>> Begin PAGE

Residential Steel Beams

By
©1993-2012 Tim Carter

        
Summary: Steel I beams can be used on residential construction. However a steel beam design might require special handling. Structural steel beams are heavier then wooden beams. Consider the cost of special cranes and steel beam prices when using steel beams.

DEAR TIM: My house plan calls for steel beams that will support the floor joists and even parts of a brick wall. Can I substitute wood beams for steel? Is a steel I beam hard to handle on the jobsite? Do you think I can install one with some friends? How can you get the best steel beam prices as my budget is pretty tight? If I find a used steel beam, do you see any problems incorporating that into my new home? Steve B., Cinnaminson, NJ

DEAR STEVE: Steel I beams are pretty husky structural components used sparingly on a residential building site, because wood is the primary structural material found in most homes. However, steel is a ho-hum material on a commercial or industrial construction project as it’s the mainstay of these larger projects where wood is scorned because of its inherent fire danger and limited characteristics as buildings get big.

This custom home had multiple steel beams that intersected at 90-degree angles. Note how tall the beams are. PHOTO CREDIT: Tim Carter
This custom home had multiple steel beams that intersected at 90-degree angles. Note how tall the beams are. PHOTO CREDIT: Tim Carter
Architects and engineers employ steel beam design in homes for both beams and columns because it’s so strong. You can typically hold up the same loads with wood, but you need more of it and usually the size of a wood beam is much larger than a steel I beam, that’s holding up the same amount of weight. Termites and other wood-destroying insects don’t eat steel, so that’s a distinct advantage if you want certain parts of your home to remain standing.

You can substitute, in many cases, a wood beam for a structural steel beam. If you desire to do this, be sure you have a structural engineer, or an architect, specify the material and the needed supports. If you do use steel, pay close attention to the connection details at the steel beam support. The connections between the beam and columns must be secure.

>> End PAGE
>> Begin STORED DATA

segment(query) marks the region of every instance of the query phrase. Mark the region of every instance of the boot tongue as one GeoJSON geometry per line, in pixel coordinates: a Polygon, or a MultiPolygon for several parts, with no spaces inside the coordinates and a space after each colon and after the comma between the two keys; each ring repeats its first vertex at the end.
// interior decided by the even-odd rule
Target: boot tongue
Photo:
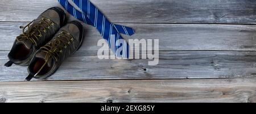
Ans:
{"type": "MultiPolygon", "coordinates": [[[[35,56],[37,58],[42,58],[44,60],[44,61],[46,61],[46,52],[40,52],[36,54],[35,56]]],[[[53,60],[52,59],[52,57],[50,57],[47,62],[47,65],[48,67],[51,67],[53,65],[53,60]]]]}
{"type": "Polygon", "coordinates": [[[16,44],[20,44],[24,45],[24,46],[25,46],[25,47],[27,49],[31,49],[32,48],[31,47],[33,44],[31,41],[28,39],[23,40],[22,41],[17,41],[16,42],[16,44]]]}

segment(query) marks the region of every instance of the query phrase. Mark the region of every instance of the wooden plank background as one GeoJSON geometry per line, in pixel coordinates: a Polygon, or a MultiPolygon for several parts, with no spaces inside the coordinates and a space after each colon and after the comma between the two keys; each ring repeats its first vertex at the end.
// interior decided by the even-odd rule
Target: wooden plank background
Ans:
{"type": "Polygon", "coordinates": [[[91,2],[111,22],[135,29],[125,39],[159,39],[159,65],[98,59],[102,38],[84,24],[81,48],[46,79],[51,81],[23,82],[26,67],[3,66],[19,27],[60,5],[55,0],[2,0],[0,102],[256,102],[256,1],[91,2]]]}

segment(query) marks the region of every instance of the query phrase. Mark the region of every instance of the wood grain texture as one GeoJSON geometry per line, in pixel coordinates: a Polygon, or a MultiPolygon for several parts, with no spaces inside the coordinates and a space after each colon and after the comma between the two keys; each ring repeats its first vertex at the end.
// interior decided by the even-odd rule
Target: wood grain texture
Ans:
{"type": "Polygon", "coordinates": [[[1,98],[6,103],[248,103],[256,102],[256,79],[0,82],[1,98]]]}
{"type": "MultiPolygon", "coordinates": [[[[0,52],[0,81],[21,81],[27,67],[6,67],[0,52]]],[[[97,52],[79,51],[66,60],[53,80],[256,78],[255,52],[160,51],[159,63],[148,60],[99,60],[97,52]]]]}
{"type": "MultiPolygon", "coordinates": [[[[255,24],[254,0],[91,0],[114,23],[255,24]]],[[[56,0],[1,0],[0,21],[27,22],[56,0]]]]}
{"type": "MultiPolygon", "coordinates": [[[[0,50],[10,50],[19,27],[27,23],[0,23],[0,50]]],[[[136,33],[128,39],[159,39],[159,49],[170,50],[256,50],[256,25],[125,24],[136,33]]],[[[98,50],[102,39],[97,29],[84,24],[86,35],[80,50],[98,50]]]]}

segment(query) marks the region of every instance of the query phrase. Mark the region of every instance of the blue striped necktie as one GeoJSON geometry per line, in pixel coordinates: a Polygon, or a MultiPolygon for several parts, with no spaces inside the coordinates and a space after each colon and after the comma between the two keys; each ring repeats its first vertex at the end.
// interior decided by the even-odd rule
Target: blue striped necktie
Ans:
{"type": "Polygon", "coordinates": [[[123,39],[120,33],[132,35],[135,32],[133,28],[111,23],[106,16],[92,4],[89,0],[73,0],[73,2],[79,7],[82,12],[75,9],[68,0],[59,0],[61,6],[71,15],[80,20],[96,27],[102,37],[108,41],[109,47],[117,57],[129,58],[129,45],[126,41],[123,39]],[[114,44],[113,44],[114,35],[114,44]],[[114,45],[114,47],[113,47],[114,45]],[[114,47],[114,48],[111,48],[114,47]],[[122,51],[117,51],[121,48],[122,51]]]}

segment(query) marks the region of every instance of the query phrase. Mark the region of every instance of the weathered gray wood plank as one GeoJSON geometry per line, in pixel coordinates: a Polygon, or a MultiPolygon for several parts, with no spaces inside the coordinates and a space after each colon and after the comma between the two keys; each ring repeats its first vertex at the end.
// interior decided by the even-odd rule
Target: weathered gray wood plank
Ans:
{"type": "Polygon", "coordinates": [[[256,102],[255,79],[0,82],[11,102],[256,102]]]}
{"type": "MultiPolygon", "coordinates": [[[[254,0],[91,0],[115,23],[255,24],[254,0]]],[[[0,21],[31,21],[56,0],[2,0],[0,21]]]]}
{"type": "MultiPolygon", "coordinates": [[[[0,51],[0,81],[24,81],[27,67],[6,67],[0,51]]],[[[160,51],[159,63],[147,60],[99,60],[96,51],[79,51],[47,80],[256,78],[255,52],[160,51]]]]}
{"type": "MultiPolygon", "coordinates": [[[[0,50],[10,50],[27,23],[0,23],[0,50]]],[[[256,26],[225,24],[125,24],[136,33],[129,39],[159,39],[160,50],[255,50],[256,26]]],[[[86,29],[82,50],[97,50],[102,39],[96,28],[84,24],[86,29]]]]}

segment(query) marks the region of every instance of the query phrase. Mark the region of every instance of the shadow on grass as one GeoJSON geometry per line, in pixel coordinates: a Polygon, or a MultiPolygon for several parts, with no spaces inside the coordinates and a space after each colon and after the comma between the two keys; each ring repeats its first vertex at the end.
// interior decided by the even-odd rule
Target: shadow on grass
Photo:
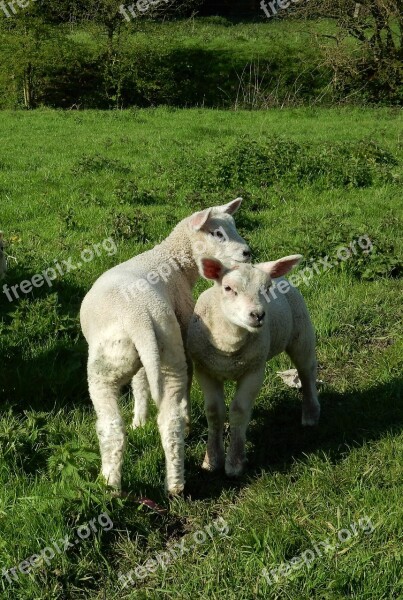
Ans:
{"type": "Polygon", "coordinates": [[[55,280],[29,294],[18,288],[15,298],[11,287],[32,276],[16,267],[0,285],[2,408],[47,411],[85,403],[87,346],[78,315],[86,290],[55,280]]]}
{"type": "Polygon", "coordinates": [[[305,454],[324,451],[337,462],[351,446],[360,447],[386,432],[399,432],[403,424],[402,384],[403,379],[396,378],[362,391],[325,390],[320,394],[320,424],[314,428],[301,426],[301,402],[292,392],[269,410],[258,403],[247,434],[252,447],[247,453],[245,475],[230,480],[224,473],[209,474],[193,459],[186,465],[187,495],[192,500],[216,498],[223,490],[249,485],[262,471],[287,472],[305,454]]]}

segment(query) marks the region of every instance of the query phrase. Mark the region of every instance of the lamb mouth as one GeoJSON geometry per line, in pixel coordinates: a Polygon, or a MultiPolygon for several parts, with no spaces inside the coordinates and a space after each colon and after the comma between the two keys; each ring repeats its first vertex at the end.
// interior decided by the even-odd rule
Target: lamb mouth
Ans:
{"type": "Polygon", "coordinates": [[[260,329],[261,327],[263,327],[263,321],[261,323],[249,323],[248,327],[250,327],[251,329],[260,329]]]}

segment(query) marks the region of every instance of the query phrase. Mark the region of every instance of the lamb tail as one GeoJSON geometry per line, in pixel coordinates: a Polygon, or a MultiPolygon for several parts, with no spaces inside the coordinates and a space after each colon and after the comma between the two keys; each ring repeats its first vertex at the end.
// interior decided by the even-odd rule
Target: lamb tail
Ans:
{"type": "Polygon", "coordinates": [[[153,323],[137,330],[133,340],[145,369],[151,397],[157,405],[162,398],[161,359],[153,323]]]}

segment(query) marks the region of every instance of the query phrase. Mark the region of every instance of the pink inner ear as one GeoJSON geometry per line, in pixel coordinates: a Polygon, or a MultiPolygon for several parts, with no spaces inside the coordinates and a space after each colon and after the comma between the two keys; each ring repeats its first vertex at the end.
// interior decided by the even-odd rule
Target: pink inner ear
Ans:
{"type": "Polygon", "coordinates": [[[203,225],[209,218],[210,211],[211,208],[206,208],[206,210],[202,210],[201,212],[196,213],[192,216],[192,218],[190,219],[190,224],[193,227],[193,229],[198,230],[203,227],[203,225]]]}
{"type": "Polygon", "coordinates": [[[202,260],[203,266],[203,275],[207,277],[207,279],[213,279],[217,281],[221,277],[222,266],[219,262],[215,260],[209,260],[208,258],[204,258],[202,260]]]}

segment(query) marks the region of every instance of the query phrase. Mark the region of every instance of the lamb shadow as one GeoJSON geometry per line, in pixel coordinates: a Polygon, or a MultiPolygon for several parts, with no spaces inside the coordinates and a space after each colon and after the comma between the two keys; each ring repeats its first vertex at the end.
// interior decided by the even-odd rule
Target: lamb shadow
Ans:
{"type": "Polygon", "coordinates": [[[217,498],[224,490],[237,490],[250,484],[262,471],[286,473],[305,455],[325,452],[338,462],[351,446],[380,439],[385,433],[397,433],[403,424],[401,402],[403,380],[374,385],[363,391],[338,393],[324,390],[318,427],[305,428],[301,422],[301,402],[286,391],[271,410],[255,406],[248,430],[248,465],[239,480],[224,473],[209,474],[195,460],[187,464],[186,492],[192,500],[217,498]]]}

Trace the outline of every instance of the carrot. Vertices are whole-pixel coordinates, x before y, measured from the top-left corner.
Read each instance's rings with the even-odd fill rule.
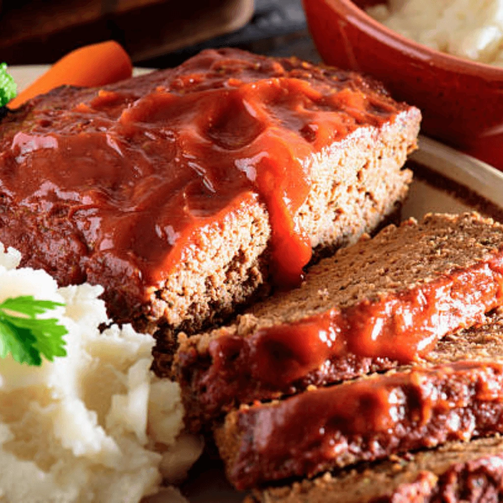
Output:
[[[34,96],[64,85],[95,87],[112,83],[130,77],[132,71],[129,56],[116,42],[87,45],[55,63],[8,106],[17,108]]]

>> End STORED DATA

» EXERCISES:
(A) Answer these questions from the article on residential steel beams:
(i) What does the reader's house plan call for the steel beams to support?
(ii) For what reasons is wood scorned on larger commercial or industrial projects?
(iii) When substituting a wood beam for steel, what should a structural engineer or architect specify?
(B) Carry the article on residential steel beams forward from its last sentence.
The records are material of their own, separate from the article on residential steel beams.

» EXERCISE RESPONSES:
(A)
(i) The floor joists and even parts of a brick wall.
(ii) Its inherent fire danger and its limited characteristics as buildings get big.
(iii) The material and the needed supports.

(B)
I would never install masonry on a wood beam. There is too great a chance the wood will deflect and cause failures in the masonry. What’s more, it may be a building-code violation in your area.

Steel beams, as you might suspect, are heavy. Steel beam dimensions and sizes are not the same. You can have two different beams that are nearly identical in height and length, but one may weigh twice as much as the other beam. Typically, you’ll see beam sizes called out in numeric form like 8x17. Usually this means the steel beam is very close to 8 inches tall and weighs 17 pounds per lineal foot. This is a very common size found in many residential homes. But you can get 8-inch tall steel I beams that weigh over 35 pounds per foot. I installed 10x31 beams in the last house I built for myself.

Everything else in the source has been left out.